What you should do - Find the line containing "point: jacket collar", then output it and every line after it through the end of the listing below, exactly as written.

____

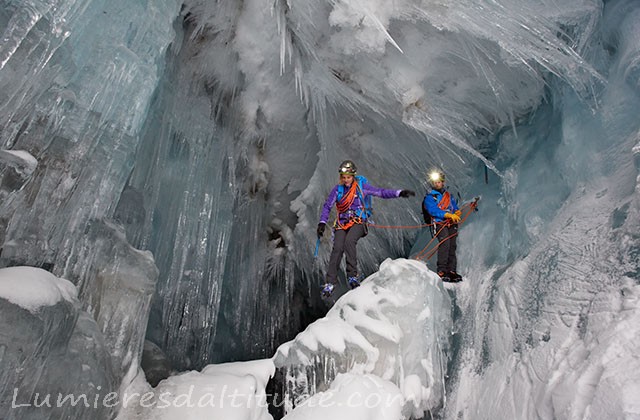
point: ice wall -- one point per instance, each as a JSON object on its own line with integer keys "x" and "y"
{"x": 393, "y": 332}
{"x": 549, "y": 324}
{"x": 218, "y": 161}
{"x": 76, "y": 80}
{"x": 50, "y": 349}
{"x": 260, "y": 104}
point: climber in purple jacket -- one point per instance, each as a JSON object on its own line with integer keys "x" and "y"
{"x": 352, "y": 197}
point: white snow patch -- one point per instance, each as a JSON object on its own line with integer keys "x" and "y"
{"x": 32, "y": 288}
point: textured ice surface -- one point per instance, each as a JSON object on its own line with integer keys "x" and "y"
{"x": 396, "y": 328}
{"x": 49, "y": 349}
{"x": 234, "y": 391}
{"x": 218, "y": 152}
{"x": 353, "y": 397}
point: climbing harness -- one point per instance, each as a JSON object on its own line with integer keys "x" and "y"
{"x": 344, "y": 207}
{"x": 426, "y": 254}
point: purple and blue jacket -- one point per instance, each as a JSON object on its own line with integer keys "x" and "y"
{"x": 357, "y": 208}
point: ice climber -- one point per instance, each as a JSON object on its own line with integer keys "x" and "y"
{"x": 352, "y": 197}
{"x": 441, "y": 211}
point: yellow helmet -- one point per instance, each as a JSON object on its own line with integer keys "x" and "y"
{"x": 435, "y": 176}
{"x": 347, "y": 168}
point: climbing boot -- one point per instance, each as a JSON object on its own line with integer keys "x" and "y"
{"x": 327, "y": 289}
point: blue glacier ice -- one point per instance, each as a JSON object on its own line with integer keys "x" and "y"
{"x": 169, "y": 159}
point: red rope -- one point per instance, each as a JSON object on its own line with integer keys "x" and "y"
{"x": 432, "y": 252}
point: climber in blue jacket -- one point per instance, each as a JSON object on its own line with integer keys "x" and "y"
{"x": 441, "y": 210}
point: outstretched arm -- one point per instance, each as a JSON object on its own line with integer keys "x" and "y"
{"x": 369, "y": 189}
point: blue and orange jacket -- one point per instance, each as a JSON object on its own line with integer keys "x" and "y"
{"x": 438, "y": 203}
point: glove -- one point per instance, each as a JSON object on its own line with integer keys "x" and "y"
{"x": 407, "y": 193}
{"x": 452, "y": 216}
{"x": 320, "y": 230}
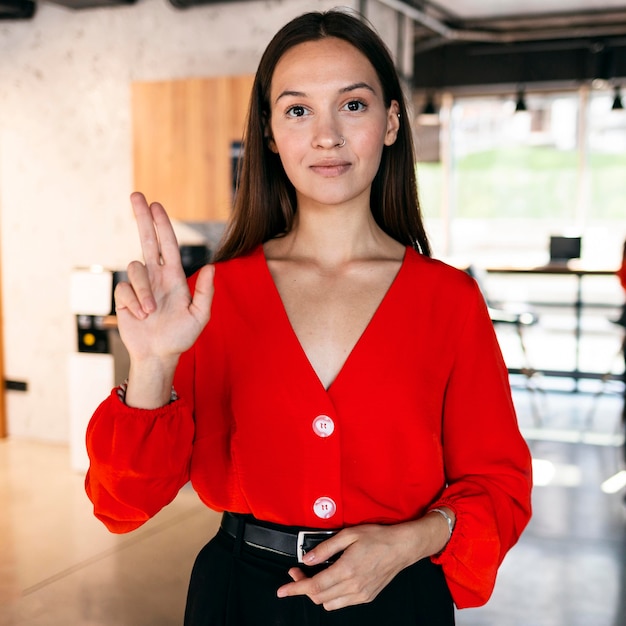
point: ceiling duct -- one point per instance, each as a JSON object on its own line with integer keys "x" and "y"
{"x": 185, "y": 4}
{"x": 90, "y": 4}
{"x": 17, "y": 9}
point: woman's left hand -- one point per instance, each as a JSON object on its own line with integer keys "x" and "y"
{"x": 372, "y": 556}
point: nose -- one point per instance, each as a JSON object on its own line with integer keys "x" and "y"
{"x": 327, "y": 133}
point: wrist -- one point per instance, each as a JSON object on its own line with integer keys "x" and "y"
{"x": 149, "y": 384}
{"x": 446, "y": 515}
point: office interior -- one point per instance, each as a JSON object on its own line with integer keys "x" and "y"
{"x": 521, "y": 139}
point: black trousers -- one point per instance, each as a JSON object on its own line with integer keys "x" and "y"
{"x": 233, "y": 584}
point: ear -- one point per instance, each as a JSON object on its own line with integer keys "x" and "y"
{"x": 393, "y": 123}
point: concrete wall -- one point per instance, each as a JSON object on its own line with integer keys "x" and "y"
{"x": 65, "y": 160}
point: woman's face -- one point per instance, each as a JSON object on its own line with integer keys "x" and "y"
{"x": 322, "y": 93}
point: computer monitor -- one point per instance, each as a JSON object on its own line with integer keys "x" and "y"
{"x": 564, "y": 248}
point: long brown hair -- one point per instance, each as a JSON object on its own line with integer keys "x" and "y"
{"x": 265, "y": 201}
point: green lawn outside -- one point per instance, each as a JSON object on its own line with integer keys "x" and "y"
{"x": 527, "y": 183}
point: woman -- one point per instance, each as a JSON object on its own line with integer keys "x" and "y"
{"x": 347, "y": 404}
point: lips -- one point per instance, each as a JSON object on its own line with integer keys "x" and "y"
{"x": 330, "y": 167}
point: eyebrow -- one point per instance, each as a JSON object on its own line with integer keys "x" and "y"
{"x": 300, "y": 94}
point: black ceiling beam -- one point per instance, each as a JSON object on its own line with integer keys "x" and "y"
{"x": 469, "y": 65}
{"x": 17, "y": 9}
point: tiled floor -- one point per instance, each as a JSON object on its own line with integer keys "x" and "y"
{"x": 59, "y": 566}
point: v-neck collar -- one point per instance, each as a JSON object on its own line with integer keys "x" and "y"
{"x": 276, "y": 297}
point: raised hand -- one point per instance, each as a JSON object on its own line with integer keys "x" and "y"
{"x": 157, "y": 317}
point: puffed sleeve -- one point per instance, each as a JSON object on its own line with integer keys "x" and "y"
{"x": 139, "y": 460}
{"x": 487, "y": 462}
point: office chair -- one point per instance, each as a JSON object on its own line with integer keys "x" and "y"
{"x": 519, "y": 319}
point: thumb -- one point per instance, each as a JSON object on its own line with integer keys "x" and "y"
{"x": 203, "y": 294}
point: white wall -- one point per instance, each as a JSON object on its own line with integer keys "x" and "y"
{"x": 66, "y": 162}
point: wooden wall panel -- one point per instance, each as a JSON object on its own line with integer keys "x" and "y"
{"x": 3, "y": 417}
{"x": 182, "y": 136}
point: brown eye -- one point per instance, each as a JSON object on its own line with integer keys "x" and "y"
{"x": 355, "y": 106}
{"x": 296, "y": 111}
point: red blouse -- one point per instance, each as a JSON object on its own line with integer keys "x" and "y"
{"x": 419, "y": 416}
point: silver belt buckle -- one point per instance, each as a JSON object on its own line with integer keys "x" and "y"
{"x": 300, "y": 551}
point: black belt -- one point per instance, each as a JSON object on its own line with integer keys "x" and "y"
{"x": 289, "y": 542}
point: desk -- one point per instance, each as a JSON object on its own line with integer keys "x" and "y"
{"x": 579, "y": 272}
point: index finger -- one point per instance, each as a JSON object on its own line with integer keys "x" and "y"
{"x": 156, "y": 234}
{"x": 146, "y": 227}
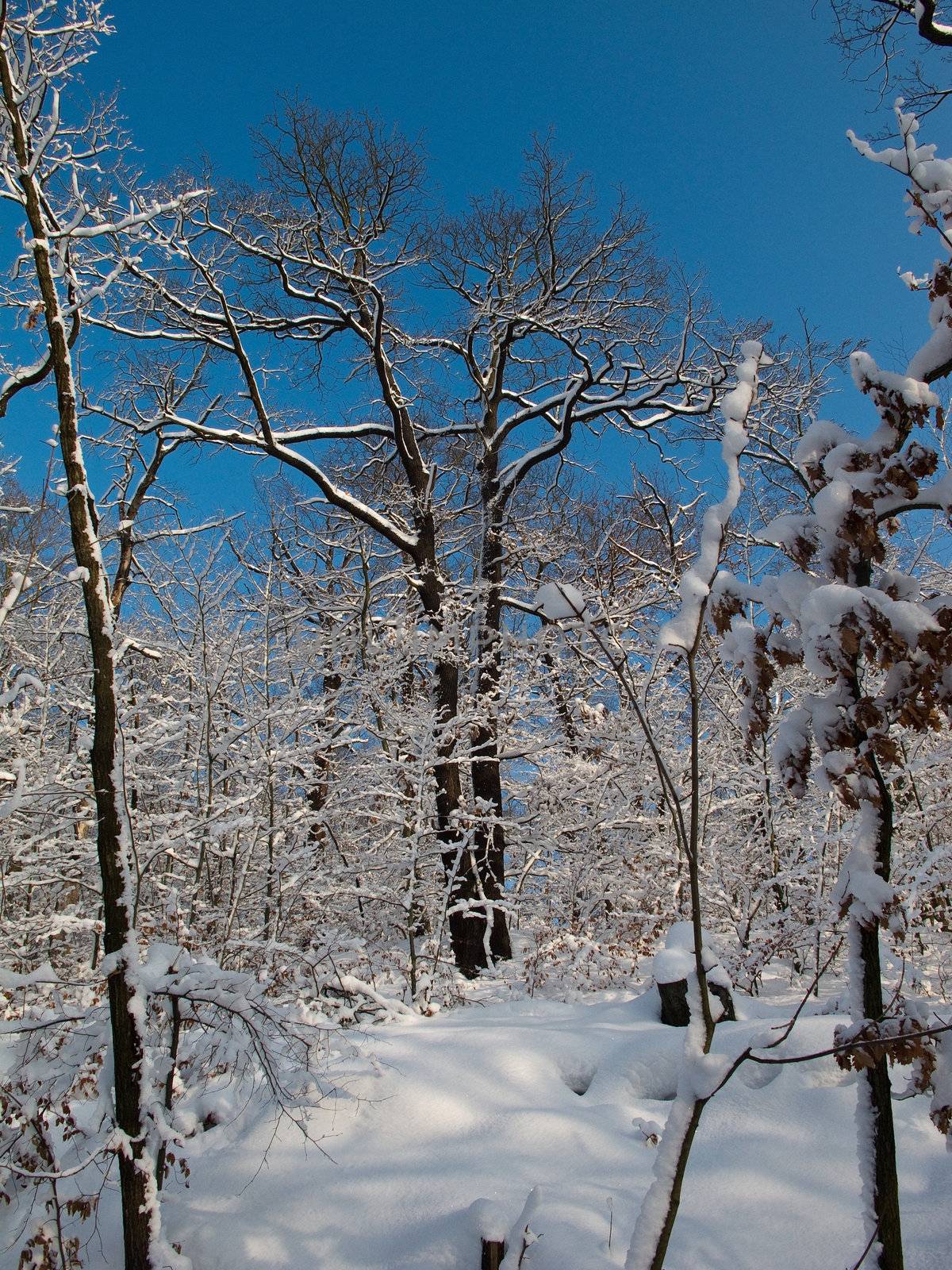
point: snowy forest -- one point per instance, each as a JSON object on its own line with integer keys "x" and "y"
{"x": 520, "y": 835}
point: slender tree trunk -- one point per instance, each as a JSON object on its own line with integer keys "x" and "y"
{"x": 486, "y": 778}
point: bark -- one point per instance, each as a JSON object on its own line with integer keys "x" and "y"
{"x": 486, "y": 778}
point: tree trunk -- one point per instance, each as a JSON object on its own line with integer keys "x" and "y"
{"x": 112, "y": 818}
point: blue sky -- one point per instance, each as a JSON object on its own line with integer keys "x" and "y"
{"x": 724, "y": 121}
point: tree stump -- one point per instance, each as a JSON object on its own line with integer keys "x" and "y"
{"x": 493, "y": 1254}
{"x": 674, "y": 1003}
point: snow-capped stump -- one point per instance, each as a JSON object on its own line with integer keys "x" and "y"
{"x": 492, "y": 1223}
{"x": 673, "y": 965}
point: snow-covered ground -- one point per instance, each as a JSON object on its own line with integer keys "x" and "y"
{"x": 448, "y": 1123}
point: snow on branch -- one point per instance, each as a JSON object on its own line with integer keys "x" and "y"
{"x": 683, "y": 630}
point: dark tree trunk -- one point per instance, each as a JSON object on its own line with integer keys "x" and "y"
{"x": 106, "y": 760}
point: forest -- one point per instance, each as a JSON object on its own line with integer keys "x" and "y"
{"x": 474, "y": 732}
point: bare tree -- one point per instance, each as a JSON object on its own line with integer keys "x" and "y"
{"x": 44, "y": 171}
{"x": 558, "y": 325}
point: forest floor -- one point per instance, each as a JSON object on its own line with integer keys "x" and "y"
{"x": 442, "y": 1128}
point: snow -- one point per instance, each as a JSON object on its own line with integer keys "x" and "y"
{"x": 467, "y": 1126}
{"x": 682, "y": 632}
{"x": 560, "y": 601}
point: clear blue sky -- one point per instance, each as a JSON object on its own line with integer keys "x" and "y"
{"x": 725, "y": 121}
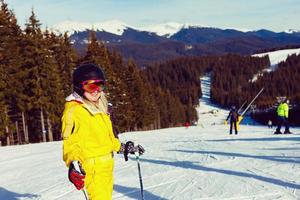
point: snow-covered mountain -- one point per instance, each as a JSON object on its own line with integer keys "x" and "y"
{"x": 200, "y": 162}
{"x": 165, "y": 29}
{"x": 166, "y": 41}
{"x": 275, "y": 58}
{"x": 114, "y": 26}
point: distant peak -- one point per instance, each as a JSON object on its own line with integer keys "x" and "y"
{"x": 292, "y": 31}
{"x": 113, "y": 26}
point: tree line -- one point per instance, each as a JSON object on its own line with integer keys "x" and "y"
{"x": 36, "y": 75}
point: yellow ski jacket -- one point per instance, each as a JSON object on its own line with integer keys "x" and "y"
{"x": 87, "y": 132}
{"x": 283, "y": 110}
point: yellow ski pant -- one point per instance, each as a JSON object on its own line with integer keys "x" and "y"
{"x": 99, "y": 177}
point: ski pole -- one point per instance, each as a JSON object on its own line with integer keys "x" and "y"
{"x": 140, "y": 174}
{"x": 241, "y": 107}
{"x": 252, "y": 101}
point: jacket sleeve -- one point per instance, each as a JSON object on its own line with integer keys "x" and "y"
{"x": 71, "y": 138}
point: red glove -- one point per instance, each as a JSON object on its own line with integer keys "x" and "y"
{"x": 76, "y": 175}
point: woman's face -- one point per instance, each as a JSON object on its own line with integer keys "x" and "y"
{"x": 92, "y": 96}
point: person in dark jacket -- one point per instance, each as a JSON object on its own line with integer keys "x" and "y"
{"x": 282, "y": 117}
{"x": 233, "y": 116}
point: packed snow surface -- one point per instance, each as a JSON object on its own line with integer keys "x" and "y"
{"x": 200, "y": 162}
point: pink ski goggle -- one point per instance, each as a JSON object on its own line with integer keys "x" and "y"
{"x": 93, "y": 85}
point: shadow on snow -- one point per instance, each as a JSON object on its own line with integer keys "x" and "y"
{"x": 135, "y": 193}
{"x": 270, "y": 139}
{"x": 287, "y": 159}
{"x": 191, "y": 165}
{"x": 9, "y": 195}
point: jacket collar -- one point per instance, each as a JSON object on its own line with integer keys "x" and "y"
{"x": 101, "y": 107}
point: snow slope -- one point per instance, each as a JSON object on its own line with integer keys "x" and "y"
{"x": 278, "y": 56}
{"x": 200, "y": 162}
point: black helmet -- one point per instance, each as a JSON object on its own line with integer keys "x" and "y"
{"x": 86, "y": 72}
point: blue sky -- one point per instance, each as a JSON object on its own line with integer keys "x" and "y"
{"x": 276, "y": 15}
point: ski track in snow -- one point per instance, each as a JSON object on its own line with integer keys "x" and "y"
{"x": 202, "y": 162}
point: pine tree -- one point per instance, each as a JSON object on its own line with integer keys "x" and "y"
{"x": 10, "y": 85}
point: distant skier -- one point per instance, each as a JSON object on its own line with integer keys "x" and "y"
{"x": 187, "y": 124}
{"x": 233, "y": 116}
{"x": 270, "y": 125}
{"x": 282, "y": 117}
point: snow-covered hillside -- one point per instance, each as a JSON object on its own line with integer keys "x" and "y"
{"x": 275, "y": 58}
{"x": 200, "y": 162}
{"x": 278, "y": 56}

____

Task answer -
point: jacket collar -- one point per instance, each as a JSON object on its own line with integer keys "x" and "y"
{"x": 101, "y": 107}
point: snow slope -- one point per instance, each as a JSON object on its own line with integer keys "x" and "y"
{"x": 278, "y": 56}
{"x": 200, "y": 162}
point: black helmet -- one point per instance, each as a JSON object on its own line with integer keys "x" and "y"
{"x": 86, "y": 72}
point: blue sky -- one point per instance, each as a JSON object on its own line with integer keys "x" and "y"
{"x": 276, "y": 15}
point: ski track in snow -- one point per instance, each as a JSON object on its own line with integer keys "x" and "y"
{"x": 202, "y": 162}
point: pine tree -- one point per instance, each as a JSON object on its own line with integer keys "x" and "y"
{"x": 10, "y": 85}
point: distant skier -- one point per instance, each as a JSON object on its own line with integer keys "x" and "y"
{"x": 187, "y": 124}
{"x": 233, "y": 116}
{"x": 270, "y": 125}
{"x": 282, "y": 117}
point: snow-covered hillside -- one point per instance, each as a JSON object on its own line with integer keys "x" and "y"
{"x": 275, "y": 58}
{"x": 200, "y": 162}
{"x": 278, "y": 56}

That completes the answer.